━━ Data supplied
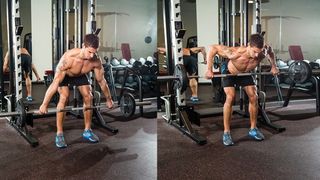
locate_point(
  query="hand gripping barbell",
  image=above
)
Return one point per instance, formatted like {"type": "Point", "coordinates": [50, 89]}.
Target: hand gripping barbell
{"type": "Point", "coordinates": [299, 72]}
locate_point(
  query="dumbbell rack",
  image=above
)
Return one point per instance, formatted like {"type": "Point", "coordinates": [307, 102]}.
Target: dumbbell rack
{"type": "Point", "coordinates": [109, 70]}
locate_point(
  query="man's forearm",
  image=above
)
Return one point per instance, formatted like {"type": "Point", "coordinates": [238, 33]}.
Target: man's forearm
{"type": "Point", "coordinates": [209, 58]}
{"type": "Point", "coordinates": [106, 91]}
{"type": "Point", "coordinates": [50, 92]}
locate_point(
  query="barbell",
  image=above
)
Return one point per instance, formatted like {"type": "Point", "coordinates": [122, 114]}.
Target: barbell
{"type": "Point", "coordinates": [298, 72]}
{"type": "Point", "coordinates": [127, 107]}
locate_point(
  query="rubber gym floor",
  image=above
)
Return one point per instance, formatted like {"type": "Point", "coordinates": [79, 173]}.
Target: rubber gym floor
{"type": "Point", "coordinates": [292, 154]}
{"type": "Point", "coordinates": [129, 154]}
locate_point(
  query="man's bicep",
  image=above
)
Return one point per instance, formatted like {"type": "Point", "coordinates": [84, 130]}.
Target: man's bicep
{"type": "Point", "coordinates": [99, 73]}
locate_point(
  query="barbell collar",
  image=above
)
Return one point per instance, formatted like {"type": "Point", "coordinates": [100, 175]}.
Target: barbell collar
{"type": "Point", "coordinates": [70, 108]}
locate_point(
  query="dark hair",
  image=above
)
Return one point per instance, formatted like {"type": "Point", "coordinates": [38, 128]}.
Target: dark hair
{"type": "Point", "coordinates": [256, 40]}
{"type": "Point", "coordinates": [91, 40]}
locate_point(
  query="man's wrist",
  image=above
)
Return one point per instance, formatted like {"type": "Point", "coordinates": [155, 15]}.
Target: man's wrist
{"type": "Point", "coordinates": [108, 98]}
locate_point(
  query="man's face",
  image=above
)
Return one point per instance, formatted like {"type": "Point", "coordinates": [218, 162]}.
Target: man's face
{"type": "Point", "coordinates": [89, 52]}
{"type": "Point", "coordinates": [254, 51]}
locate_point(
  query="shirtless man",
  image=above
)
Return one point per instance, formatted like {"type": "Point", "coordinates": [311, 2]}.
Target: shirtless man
{"type": "Point", "coordinates": [72, 70]}
{"type": "Point", "coordinates": [190, 62]}
{"type": "Point", "coordinates": [27, 67]}
{"type": "Point", "coordinates": [241, 60]}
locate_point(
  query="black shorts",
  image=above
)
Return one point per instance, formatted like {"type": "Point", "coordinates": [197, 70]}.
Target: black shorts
{"type": "Point", "coordinates": [75, 81]}
{"type": "Point", "coordinates": [232, 81]}
{"type": "Point", "coordinates": [191, 64]}
{"type": "Point", "coordinates": [26, 63]}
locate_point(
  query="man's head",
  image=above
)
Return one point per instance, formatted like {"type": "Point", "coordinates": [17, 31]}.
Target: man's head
{"type": "Point", "coordinates": [256, 43]}
{"type": "Point", "coordinates": [90, 45]}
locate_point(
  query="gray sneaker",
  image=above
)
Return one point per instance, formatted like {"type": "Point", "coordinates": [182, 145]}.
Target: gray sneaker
{"type": "Point", "coordinates": [60, 143]}
{"type": "Point", "coordinates": [256, 134]}
{"type": "Point", "coordinates": [226, 139]}
{"type": "Point", "coordinates": [90, 136]}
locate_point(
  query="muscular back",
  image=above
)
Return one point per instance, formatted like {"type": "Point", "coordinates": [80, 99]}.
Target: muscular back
{"type": "Point", "coordinates": [241, 59]}
{"type": "Point", "coordinates": [73, 63]}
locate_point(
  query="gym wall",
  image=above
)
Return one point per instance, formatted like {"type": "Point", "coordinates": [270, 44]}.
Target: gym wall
{"type": "Point", "coordinates": [41, 35]}
{"type": "Point", "coordinates": [127, 21]}
{"type": "Point", "coordinates": [208, 29]}
{"type": "Point", "coordinates": [25, 14]}
{"type": "Point", "coordinates": [292, 22]}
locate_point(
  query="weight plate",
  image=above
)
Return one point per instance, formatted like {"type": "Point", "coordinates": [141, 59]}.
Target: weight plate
{"type": "Point", "coordinates": [181, 73]}
{"type": "Point", "coordinates": [300, 71]}
{"type": "Point", "coordinates": [127, 105]}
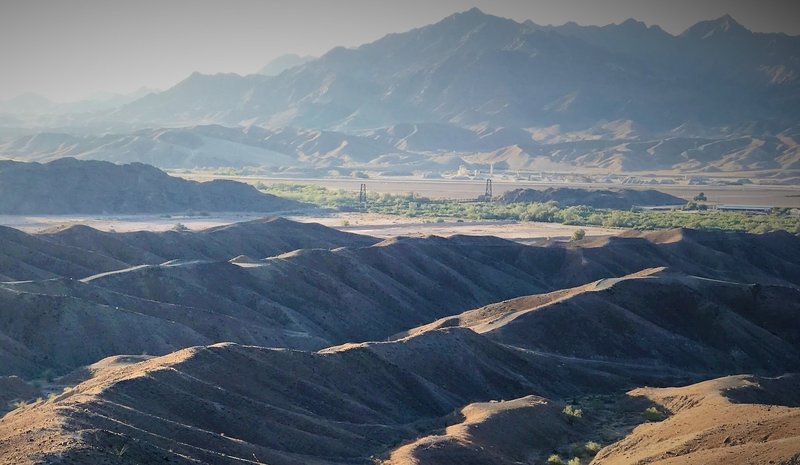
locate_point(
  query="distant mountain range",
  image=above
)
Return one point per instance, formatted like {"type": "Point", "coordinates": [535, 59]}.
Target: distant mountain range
{"type": "Point", "coordinates": [284, 62]}
{"type": "Point", "coordinates": [479, 89]}
{"type": "Point", "coordinates": [412, 148]}
{"type": "Point", "coordinates": [473, 68]}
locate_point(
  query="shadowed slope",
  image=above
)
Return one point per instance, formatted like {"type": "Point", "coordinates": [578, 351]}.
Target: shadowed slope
{"type": "Point", "coordinates": [227, 404]}
{"type": "Point", "coordinates": [706, 427]}
{"type": "Point", "coordinates": [653, 317]}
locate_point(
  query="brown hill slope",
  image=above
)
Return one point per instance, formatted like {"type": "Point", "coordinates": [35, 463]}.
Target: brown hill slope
{"type": "Point", "coordinates": [61, 187]}
{"type": "Point", "coordinates": [706, 426]}
{"type": "Point", "coordinates": [309, 299]}
{"type": "Point", "coordinates": [230, 404]}
{"type": "Point", "coordinates": [80, 251]}
{"type": "Point", "coordinates": [667, 319]}
{"type": "Point", "coordinates": [709, 426]}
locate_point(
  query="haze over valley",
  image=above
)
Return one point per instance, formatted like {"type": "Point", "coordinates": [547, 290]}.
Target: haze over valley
{"type": "Point", "coordinates": [417, 233]}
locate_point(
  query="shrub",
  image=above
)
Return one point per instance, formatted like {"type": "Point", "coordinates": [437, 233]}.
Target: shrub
{"type": "Point", "coordinates": [571, 412]}
{"type": "Point", "coordinates": [578, 234]}
{"type": "Point", "coordinates": [592, 447]}
{"type": "Point", "coordinates": [653, 414]}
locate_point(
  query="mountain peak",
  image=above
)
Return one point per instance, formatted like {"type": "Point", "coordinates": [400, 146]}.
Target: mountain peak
{"type": "Point", "coordinates": [724, 25]}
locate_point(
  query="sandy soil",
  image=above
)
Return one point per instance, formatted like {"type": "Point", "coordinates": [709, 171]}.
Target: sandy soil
━━━━
Drop the images and repeat the data exactly.

▶ [The answer]:
locate_point(
  query="hand gripping barbell",
  image=above
)
Return one point per instance, formatted like {"type": "Point", "coordinates": [50, 89]}.
Target: hand gripping barbell
{"type": "Point", "coordinates": [299, 72]}
locate_point(
  query="dumbbell rack",
  image=above
)
Return one point per instance, formatted like {"type": "Point", "coordinates": [307, 102]}.
Target: dumbbell rack
{"type": "Point", "coordinates": [109, 70]}
locate_point(
  query="man's forearm",
  image=above
)
Return one point per instance, formatted like {"type": "Point", "coordinates": [238, 33]}.
Target: man's forearm
{"type": "Point", "coordinates": [209, 58]}
{"type": "Point", "coordinates": [106, 91]}
{"type": "Point", "coordinates": [50, 92]}
locate_point(
  query="barbell",
  image=above
)
Return one point per instance, formatted like {"type": "Point", "coordinates": [122, 114]}.
Target: barbell
{"type": "Point", "coordinates": [298, 72]}
{"type": "Point", "coordinates": [127, 107]}
locate_point(
  query="rubber gym floor",
  image=above
)
Return one point per instance, formatted like {"type": "Point", "coordinates": [79, 173]}.
Target: rubber gym floor
{"type": "Point", "coordinates": [292, 154]}
{"type": "Point", "coordinates": [129, 154]}
locate_point(
  query="man's bicep",
  image=above
)
Return one point per instance, formatted like {"type": "Point", "coordinates": [84, 130]}.
Target: man's bicep
{"type": "Point", "coordinates": [99, 73]}
locate_point(
  query="barbell collar",
  image=above
)
Return one point per instance, formatted like {"type": "Point", "coordinates": [100, 175]}.
Target: barbell collar
{"type": "Point", "coordinates": [70, 108]}
locate_point(
  query="dark hair",
  image=above
)
Return one point per instance, formatted like {"type": "Point", "coordinates": [38, 128]}.
Target: dark hair
{"type": "Point", "coordinates": [256, 40]}
{"type": "Point", "coordinates": [91, 40]}
locate_point(
  query="man's wrist",
  image=above
)
Return one point per instance, formatted like {"type": "Point", "coordinates": [155, 15]}.
Target: man's wrist
{"type": "Point", "coordinates": [108, 98]}
locate_point(
  query="man's face",
  image=above
)
Return one point per instance, formatted like {"type": "Point", "coordinates": [218, 162]}.
Target: man's face
{"type": "Point", "coordinates": [89, 52]}
{"type": "Point", "coordinates": [254, 51]}
locate_point(
  query="shirtless man",
  image=above
)
Return one point per instance, formatted like {"type": "Point", "coordinates": [311, 2]}.
Target: shirtless man
{"type": "Point", "coordinates": [72, 70]}
{"type": "Point", "coordinates": [190, 62]}
{"type": "Point", "coordinates": [27, 67]}
{"type": "Point", "coordinates": [241, 60]}
locate_point(
  query="black shorts",
  image=above
)
Return one point per instance, formatted like {"type": "Point", "coordinates": [197, 70]}.
Target: black shorts
{"type": "Point", "coordinates": [75, 81]}
{"type": "Point", "coordinates": [232, 81]}
{"type": "Point", "coordinates": [191, 64]}
{"type": "Point", "coordinates": [26, 63]}
locate_point(
  query="man's head",
  image=above
)
Return one point per instance, formatted like {"type": "Point", "coordinates": [17, 31]}.
Target: man's head
{"type": "Point", "coordinates": [256, 43]}
{"type": "Point", "coordinates": [90, 45]}
locate_point(
  query="gray sneaker",
  image=above
)
Return one point per instance, formatted like {"type": "Point", "coordinates": [182, 145]}.
Target: gray sneaker
{"type": "Point", "coordinates": [60, 143]}
{"type": "Point", "coordinates": [256, 134]}
{"type": "Point", "coordinates": [226, 139]}
{"type": "Point", "coordinates": [90, 136]}
locate_point(
  query="muscular back",
  image=above
)
Return one point per instance, formatted like {"type": "Point", "coordinates": [80, 99]}.
Target: muscular back
{"type": "Point", "coordinates": [241, 59]}
{"type": "Point", "coordinates": [73, 63]}
locate_point(
  query="gym wall",
  image=above
)
Return one point per instance, formatted like {"type": "Point", "coordinates": [270, 44]}.
Target: gym wall
{"type": "Point", "coordinates": [41, 35]}
{"type": "Point", "coordinates": [127, 21]}
{"type": "Point", "coordinates": [208, 29]}
{"type": "Point", "coordinates": [25, 14]}
{"type": "Point", "coordinates": [292, 22]}
locate_point(
  query="weight plate",
  image=above
)
Return one point per instance, formatted like {"type": "Point", "coordinates": [141, 59]}.
Target: weight plate
{"type": "Point", "coordinates": [181, 73]}
{"type": "Point", "coordinates": [300, 71]}
{"type": "Point", "coordinates": [127, 105]}
locate_point(
  query="distant mountain range",
  image=above
)
Return one point per instance, formatted like {"type": "Point", "coordinates": [535, 59]}.
Target: distant mountain range
{"type": "Point", "coordinates": [284, 62]}
{"type": "Point", "coordinates": [479, 89]}
{"type": "Point", "coordinates": [412, 148]}
{"type": "Point", "coordinates": [473, 68]}
locate_point(
  query="shadowed slope",
  image=above
)
Return one point per instance, formatted like {"type": "Point", "coordinates": [578, 351]}.
Target: shadowed slope
{"type": "Point", "coordinates": [227, 404]}
{"type": "Point", "coordinates": [706, 427]}
{"type": "Point", "coordinates": [653, 317]}
locate_point(
  query="brown hill slope",
  image=above
)
Return one point per instance, formatted like {"type": "Point", "coordinates": [35, 463]}.
Target: brown hill slope
{"type": "Point", "coordinates": [61, 187]}
{"type": "Point", "coordinates": [706, 426]}
{"type": "Point", "coordinates": [309, 299]}
{"type": "Point", "coordinates": [230, 404]}
{"type": "Point", "coordinates": [80, 251]}
{"type": "Point", "coordinates": [667, 319]}
{"type": "Point", "coordinates": [709, 426]}
locate_point(
  query="haze over valley",
  image=above
)
Return one point per instance, formatted like {"type": "Point", "coordinates": [547, 290]}.
Target: haze over valley
{"type": "Point", "coordinates": [417, 233]}
locate_point(
  query="shrub",
  image=above
)
Return one point per instance, formatted like {"type": "Point", "coordinates": [437, 233]}.
Target: shrub
{"type": "Point", "coordinates": [571, 412]}
{"type": "Point", "coordinates": [578, 234]}
{"type": "Point", "coordinates": [592, 447]}
{"type": "Point", "coordinates": [653, 414]}
locate_point(
  query="mountain peak",
  image=above
)
Return one point per instance, formatted like {"type": "Point", "coordinates": [400, 146]}.
Target: mountain peak
{"type": "Point", "coordinates": [724, 25]}
locate_point(
  query="sandy soil",
  image=above
)
Return one point per instance, formatted like {"type": "Point", "coordinates": [709, 171]}.
Target: sandy soil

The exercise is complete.